▸ **Raw records**
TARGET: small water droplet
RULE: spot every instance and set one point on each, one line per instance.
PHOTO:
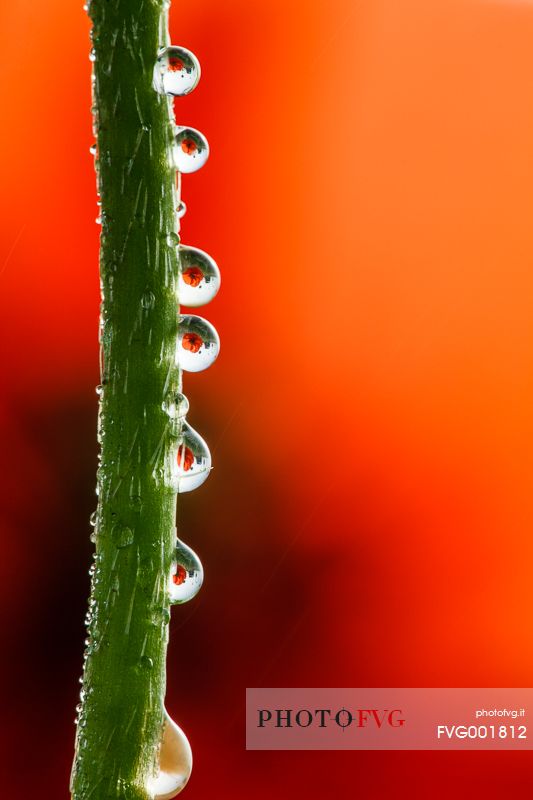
(176, 405)
(191, 149)
(187, 574)
(193, 461)
(198, 343)
(148, 299)
(177, 71)
(122, 536)
(172, 239)
(136, 502)
(199, 279)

▸ **Written task**
Set out the lines of the material above as a numbered list, dropping any blank lines and leaving out the picture.

▸ **Exercise solution**
1. TARGET: small water droplet
2. RULE: spot every instance and set one point on each, one line per instance.
3. PHOTO:
4. (176, 405)
5. (191, 149)
6. (187, 574)
7. (193, 461)
8. (198, 343)
9. (148, 299)
10. (177, 71)
11. (122, 536)
12. (172, 239)
13. (136, 502)
14. (199, 279)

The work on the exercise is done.